### Information
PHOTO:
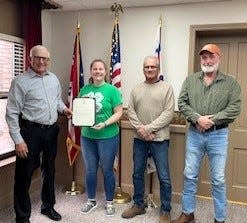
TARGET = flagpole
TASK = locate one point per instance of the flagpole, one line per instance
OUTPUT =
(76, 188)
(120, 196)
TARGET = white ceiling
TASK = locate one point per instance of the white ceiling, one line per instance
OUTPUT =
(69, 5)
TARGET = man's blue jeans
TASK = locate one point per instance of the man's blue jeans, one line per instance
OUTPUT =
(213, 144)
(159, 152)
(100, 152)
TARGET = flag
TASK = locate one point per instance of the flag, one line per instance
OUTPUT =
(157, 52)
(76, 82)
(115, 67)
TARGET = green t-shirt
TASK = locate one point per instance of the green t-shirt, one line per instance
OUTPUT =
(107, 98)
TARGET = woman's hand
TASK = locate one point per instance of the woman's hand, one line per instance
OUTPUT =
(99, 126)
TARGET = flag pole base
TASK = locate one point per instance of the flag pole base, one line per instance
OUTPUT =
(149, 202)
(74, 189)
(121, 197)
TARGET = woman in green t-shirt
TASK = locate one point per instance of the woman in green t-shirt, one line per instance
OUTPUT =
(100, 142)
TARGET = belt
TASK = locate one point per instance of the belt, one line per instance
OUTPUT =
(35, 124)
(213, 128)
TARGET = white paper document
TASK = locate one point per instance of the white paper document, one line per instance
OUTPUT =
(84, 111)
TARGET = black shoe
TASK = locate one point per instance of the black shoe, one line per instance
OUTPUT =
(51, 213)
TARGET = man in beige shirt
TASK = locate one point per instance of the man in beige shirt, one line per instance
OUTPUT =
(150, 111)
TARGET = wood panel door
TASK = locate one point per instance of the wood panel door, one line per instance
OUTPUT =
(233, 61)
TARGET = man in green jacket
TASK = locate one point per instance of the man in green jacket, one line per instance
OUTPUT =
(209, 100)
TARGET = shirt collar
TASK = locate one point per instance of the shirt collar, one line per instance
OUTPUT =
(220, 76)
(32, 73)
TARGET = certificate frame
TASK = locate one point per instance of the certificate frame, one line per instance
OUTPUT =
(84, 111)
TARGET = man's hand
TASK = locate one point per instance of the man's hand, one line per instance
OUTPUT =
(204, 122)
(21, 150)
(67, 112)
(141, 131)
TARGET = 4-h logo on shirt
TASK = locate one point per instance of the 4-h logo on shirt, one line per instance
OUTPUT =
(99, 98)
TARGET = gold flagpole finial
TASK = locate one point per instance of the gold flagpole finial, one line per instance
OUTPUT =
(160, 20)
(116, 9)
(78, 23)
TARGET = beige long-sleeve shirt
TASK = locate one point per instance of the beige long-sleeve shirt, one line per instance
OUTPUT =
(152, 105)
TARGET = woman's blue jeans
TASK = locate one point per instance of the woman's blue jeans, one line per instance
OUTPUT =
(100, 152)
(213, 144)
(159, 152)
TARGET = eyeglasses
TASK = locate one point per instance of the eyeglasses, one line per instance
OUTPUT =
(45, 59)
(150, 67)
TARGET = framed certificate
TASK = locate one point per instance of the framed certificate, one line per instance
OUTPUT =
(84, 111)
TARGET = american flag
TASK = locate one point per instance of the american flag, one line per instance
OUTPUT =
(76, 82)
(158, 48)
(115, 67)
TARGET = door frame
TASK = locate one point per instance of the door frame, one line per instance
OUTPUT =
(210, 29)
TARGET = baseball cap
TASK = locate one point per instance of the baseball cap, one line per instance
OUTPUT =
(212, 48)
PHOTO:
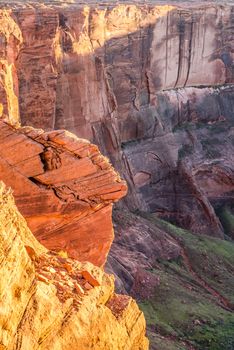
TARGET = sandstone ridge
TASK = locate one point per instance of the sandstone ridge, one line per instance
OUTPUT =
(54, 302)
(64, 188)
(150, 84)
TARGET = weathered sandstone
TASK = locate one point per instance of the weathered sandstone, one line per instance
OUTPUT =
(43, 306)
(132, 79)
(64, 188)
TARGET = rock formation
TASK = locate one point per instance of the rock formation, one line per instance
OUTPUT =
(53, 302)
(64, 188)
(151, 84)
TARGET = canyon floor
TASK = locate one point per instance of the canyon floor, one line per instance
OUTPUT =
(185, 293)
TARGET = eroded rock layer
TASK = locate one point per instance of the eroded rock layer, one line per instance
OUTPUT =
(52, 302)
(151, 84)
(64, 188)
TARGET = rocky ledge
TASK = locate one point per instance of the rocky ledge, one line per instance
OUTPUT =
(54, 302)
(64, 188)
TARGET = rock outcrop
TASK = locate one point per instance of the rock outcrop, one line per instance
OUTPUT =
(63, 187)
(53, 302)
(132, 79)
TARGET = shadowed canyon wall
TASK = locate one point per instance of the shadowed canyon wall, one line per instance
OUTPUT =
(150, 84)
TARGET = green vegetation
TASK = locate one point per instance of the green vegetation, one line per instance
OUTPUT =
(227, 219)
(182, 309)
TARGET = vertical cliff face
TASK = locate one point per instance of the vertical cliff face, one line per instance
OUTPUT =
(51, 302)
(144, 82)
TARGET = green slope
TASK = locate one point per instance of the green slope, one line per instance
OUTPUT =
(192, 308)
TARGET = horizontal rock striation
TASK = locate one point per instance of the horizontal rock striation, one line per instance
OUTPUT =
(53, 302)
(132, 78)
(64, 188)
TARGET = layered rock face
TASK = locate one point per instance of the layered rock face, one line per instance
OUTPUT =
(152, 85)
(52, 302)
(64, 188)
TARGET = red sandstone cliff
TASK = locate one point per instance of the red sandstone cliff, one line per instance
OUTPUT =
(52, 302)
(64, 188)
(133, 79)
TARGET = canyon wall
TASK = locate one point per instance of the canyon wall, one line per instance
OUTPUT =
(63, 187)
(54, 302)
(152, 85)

### What the exercise asks
Pictures stay out of the copy; print the material above exactly.

### Final answer
PHOTO:
TARGET = flagpole
TASK = locate one point per instance of the flagpole, one line per instance
OUTPUT =
(76, 188)
(120, 196)
TARGET = white ceiling
TASK = locate one point per instance of the white ceiling, one line per instance
OUTPUT =
(69, 5)
TARGET = man's blue jeans
TASK = locate one point per instance of the man's blue jeans, one line per instance
OUTPUT =
(213, 144)
(159, 152)
(100, 152)
TARGET = flag
TASK = locate one point per instance of the flag, one line per instance
OUTPUT =
(157, 52)
(76, 82)
(115, 67)
TARGET = green t-shirt
TASK = locate one point per instance of the green t-shirt, one line per instance
OUTPUT =
(107, 98)
TARGET = woman's hand
TASK = locate one point per instance of the woman's hand, one line per instance
OUTPUT =
(99, 126)
TARGET = flag pole base
TASK = locate one point per instance of the flag pole base, one line per instance
OUTPUT =
(149, 202)
(74, 189)
(121, 197)
TARGET = woman in green t-shirt
TASK = locate one point per instance of the woman in green t-shirt, one line per instance
OUTPUT =
(100, 142)
TARGET = belt
TASK = locate one point per instance of the belt, one line per instance
OUTPUT =
(35, 124)
(213, 128)
TARGET = white paper document
TASK = locate one point per instance of the white paper document, one line per instance
OUTPUT =
(84, 111)
TARGET = black shoe
TASK = locate one point per instance of the black shoe, one line per instance
OUTPUT =
(51, 213)
TARGET = man in beige shirt
TASK = locate one point per instance of the man in beige shirt, one line per instance
OUTPUT =
(150, 111)
TARGET = wood panel door
TASK = locate one point per instance of the wood panel door, one line per instance
OUTPUT =
(233, 61)
TARGET = man in green jacket
TASK = locate one point per instance of the man in green jacket, one line per instance
OUTPUT =
(209, 100)
TARGET = shirt collar
TASK = locate one point per instance of the shirt collar, one line per instance
OUTPUT =
(220, 76)
(32, 73)
TARGET = certificate frame
TASK = locate one point per instance of the certificate frame, one line per instance
OUTPUT =
(84, 111)
TARGET = man's hand
TASK = locate one point per instance of the man's hand, one line per instance
OUTPUT =
(204, 122)
(21, 150)
(67, 112)
(141, 131)
TARGET = 4-h logo on shirt
TASK = locate one point per instance of the 4-h logo on shirt, one line per instance
OUTPUT =
(99, 98)
TARGET = gold flagpole finial
TASK = locate one point per instance of the gold flagpole finial, one line per instance
OUTPUT =
(160, 20)
(116, 9)
(78, 23)
TARGET = beige long-sleeve shirt
TASK = locate one point per instance of the beige long-sleeve shirt, one line per instance
OUTPUT =
(152, 105)
TARGET = woman's blue jeans
TASK = locate one point per instance of the woman's blue jeans, one line per instance
OUTPUT =
(100, 152)
(213, 144)
(159, 152)
TARGET = eyeglasses
TASK = locate one point per instance of the eyeglasses, one line per instance
OUTPUT =
(45, 59)
(150, 67)
TARGET = framed certificate
TASK = locate one point per instance of the framed certificate, one line per instance
OUTPUT =
(84, 111)
TARGET = american flag
TASK = locate one point per instance of the american flag, one line per instance
OUTPUT =
(76, 82)
(158, 48)
(115, 67)
TARGET = door frame
TASK = locate one point per instance of the door frame, one line per instance
OUTPUT =
(210, 29)
TARGET = baseball cap
TASK = locate one point per instance of the baseball cap, one line per instance
OUTPUT =
(212, 48)
PHOTO:
TARGET = sandstone ridge
TASK = locate one point per instance of the sandstone ridge, one line per instance
OUTPUT =
(54, 302)
(64, 188)
(150, 84)
TARGET = weathered sandstone
TASK = locate one point per instance of the weathered sandstone, one line per instance
OUTPUT =
(43, 306)
(132, 79)
(64, 188)
TARGET = rock formation
TASK = locate one point per instance of the rock formation, one line per instance
OUTPUT =
(53, 302)
(64, 188)
(151, 84)
TARGET = canyon floor
TASK = locate one point per instance of the canyon floor, one line per instance
OUTPUT =
(185, 293)
TARGET = eroded rock layer
TASK = locate one point per instance of the eroded rock layer, one line per instance
OUTPUT =
(52, 302)
(151, 84)
(64, 188)
TARGET = rocky ledge
TASK = locate one point per instance of the rocky ledge, one line per instance
OUTPUT =
(54, 302)
(64, 188)
TARGET = rock outcrop
TASK = locate one point per instance of the rock outcrop, one line per instance
OUTPUT =
(63, 187)
(53, 302)
(132, 79)
TARGET = shadowed canyon wall
TASK = locate one point per instance of the shadowed canyon wall, one line per instance
OUTPUT =
(150, 84)
TARGET = green vegetation
TASK = locate one point per instance of the green vegetation, one line per instance
OUTPUT =
(227, 219)
(182, 309)
TARGET = vertical cliff face
TASK = locate one point per instance of the vertical cliff face, one line per instance
OUTPUT =
(51, 302)
(144, 82)
TARGET = green slope
TASK = locate one point per instance of the green slope, one line per instance
OUTPUT =
(192, 308)
TARGET = horizontal rock striation
TASK = locate one point per instance of the horizontal rock striation, one line per instance
OUTPUT =
(53, 302)
(132, 78)
(64, 188)
TARGET = layered rock face
TASK = locate one point per instance of the layered rock face, one line per instance
OUTPUT =
(152, 85)
(52, 302)
(64, 188)
TARGET = red sandstone cliff
TASK = locate one point per instance of the red sandstone cliff, one line per instance
OUTPUT =
(52, 302)
(64, 188)
(133, 79)
TARGET = canyon wall
TASK = locate one point per instance of the canyon wall, one line per instance
OUTPUT =
(63, 187)
(54, 302)
(152, 85)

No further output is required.